- RECORDS PROVIDED -
>>

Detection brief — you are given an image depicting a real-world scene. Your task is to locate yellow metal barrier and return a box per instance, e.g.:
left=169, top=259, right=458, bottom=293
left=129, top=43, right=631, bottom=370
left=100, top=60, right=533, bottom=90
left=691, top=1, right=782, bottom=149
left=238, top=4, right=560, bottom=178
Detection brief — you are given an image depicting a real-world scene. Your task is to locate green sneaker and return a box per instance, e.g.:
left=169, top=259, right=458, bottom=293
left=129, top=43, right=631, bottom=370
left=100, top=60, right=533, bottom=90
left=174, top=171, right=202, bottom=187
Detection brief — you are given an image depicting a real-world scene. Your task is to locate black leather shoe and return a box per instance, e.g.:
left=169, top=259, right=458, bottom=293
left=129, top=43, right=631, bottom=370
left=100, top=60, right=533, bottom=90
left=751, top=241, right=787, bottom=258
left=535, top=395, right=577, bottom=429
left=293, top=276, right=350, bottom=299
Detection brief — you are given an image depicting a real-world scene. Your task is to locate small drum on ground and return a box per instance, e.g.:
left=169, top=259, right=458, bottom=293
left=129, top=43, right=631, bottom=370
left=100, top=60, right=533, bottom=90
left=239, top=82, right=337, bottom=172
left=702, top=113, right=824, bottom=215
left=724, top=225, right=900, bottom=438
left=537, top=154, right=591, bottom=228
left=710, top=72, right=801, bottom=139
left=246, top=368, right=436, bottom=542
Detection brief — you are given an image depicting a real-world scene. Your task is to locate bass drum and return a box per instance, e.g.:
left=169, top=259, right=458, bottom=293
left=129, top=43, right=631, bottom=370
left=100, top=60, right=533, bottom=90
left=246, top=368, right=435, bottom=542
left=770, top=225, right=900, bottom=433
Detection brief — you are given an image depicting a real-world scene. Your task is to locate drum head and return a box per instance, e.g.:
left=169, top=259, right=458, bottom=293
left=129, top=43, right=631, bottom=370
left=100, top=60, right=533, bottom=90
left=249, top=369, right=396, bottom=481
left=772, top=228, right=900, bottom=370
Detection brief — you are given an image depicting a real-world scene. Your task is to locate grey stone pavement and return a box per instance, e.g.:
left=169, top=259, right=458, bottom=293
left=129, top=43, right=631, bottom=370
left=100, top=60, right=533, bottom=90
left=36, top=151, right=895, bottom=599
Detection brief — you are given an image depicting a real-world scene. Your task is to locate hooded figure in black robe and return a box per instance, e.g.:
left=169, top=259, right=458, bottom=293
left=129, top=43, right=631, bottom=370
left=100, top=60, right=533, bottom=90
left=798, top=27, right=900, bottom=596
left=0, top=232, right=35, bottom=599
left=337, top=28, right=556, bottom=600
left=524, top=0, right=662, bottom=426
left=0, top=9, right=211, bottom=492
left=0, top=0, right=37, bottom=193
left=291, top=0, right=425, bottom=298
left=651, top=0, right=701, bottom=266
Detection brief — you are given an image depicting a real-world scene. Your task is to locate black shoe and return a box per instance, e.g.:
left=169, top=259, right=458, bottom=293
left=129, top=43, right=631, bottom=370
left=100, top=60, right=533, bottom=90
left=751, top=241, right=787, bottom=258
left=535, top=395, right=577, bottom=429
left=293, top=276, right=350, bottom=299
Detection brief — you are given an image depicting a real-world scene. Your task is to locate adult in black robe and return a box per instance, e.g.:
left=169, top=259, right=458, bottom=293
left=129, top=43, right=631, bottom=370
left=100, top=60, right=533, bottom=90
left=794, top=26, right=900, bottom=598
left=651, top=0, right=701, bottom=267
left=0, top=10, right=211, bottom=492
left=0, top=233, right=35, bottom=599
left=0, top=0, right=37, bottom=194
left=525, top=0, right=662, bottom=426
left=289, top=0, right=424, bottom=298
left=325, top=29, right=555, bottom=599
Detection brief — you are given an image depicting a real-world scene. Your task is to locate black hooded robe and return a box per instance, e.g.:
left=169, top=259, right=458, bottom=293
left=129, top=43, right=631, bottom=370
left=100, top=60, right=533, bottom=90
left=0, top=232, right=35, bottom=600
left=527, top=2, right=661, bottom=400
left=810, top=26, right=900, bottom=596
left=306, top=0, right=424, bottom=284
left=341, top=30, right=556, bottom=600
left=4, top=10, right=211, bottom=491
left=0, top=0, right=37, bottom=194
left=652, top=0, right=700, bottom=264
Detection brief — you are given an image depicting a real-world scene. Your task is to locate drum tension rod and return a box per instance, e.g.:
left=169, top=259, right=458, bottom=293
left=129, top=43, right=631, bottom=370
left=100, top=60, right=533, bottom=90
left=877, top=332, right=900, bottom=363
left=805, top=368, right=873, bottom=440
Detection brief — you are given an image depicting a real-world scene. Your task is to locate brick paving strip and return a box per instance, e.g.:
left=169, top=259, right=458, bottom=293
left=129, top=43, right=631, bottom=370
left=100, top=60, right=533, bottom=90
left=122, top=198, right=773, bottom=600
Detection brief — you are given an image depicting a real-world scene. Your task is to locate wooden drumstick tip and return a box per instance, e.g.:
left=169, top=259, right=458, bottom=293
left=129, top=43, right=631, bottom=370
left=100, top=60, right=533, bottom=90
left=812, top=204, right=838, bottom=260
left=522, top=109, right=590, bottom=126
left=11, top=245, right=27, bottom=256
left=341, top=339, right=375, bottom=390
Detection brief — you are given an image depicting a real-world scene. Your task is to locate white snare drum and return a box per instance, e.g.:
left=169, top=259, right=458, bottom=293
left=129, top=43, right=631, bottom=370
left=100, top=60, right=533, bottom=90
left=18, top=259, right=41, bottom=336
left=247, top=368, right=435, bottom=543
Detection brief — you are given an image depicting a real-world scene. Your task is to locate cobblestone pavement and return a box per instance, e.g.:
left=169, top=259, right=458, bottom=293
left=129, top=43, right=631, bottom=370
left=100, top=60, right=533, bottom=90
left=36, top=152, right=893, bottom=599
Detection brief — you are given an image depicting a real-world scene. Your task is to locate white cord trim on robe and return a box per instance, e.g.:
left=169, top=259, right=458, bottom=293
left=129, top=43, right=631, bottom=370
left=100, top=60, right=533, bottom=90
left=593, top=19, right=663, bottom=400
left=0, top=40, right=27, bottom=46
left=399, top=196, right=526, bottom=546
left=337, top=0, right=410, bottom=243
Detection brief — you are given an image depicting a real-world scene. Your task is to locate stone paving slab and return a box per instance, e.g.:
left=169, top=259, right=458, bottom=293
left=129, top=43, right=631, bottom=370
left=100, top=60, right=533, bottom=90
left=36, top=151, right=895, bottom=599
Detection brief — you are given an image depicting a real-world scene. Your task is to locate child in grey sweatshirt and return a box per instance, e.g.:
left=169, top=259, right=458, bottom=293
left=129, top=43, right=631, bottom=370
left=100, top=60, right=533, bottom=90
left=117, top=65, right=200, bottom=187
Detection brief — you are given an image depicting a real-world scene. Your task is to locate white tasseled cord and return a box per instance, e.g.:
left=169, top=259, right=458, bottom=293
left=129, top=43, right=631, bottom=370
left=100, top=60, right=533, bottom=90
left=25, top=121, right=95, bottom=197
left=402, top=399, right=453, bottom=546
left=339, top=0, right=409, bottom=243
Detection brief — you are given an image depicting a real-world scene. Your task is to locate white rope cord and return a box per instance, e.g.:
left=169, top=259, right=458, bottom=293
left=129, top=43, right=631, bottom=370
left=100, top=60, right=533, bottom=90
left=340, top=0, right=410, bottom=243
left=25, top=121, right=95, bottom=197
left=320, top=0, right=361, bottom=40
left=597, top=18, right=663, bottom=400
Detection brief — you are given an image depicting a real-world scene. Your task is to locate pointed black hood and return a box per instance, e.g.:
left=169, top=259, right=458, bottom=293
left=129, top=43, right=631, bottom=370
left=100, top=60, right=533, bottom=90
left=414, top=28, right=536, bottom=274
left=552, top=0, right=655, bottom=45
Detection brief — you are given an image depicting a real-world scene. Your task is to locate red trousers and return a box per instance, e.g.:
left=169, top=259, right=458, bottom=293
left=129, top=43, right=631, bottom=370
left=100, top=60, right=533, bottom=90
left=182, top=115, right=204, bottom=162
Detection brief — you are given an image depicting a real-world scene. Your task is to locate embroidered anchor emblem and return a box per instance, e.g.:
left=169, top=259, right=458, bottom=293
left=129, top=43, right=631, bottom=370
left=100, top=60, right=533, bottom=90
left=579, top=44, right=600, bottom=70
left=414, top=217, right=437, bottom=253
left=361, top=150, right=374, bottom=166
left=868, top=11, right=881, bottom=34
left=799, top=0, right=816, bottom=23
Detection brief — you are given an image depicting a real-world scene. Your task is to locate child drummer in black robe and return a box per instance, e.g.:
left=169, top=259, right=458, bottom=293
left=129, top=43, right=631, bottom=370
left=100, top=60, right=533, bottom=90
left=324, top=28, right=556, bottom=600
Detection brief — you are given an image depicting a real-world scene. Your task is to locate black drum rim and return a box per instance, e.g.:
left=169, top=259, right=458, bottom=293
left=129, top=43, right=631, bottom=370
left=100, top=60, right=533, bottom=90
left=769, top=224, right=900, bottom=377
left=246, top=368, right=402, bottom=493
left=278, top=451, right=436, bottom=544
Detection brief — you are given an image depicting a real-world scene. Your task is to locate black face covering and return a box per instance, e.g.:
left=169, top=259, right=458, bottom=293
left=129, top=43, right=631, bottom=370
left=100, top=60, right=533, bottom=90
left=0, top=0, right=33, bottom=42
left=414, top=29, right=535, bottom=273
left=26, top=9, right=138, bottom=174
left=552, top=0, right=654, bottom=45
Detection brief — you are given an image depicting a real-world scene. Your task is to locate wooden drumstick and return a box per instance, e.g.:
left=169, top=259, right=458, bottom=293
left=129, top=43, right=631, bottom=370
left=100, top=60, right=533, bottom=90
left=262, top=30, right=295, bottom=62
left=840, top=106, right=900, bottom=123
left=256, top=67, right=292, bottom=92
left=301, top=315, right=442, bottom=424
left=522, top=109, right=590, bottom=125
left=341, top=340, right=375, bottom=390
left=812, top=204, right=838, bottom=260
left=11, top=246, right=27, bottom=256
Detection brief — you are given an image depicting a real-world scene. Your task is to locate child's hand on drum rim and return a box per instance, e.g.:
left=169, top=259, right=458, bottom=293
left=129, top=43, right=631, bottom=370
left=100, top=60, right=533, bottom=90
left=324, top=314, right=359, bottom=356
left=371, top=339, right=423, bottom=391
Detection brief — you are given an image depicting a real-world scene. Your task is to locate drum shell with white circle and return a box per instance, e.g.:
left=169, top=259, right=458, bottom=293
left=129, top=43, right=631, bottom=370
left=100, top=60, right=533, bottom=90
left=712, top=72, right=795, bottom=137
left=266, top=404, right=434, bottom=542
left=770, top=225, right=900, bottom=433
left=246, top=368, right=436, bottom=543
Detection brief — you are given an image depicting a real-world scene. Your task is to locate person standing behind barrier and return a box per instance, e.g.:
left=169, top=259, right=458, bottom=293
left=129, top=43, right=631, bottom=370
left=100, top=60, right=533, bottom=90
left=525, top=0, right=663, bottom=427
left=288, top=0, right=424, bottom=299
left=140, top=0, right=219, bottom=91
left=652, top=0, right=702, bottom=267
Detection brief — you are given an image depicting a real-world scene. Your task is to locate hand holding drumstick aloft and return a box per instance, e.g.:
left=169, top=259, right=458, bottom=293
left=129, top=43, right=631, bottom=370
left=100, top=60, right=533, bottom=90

<<
>>

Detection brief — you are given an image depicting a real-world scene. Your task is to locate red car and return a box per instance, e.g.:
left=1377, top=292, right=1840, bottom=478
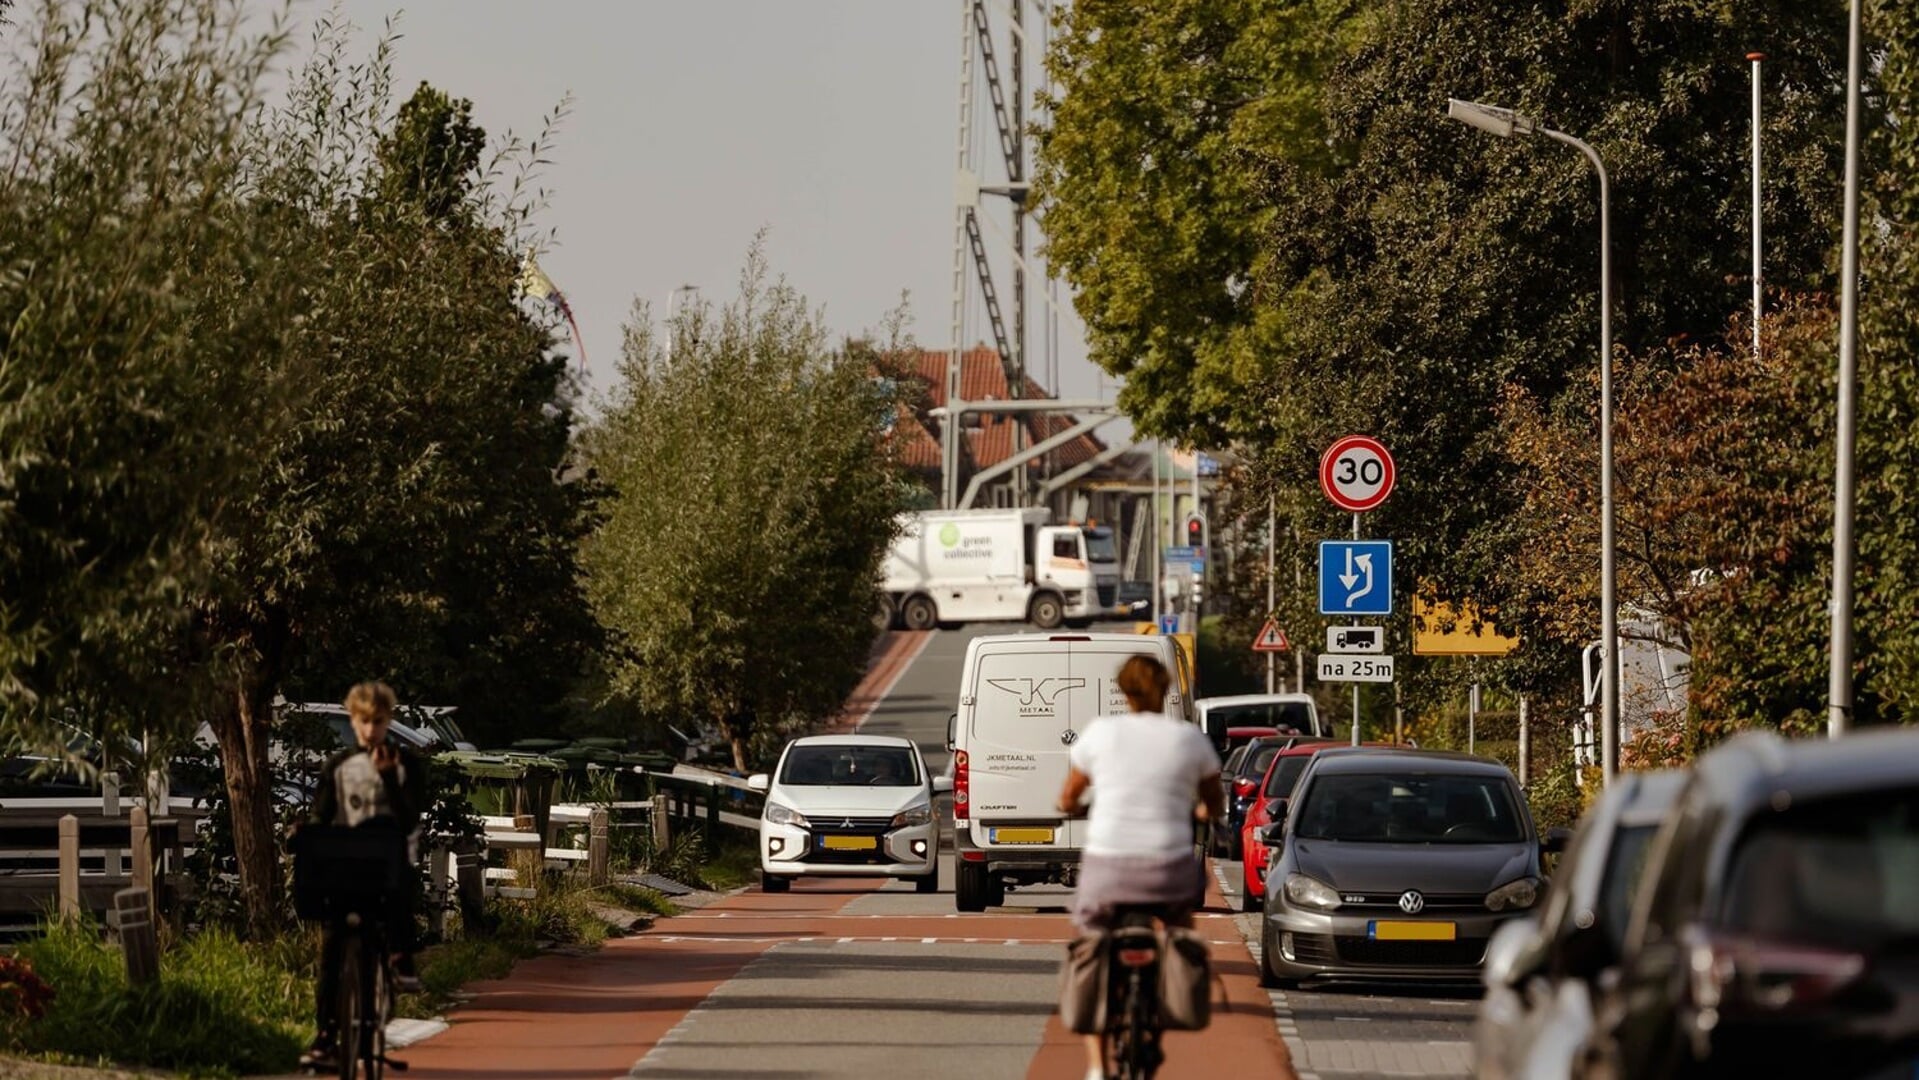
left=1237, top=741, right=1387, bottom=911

<<

- WHAT NEEDS TO BE DONE -
Among the records above, find each line containing the string "paving" and copy it.

- RESPONSE BELOW -
Detection brief — you are given an image depicting a real-world scene. Your task is to locate brick paving strip and return a box per instance, e.g.:
Detection brief — you are given an image depicting a real-world scene. Your task is to locate stone paving slab and return a box per instance, e.g.:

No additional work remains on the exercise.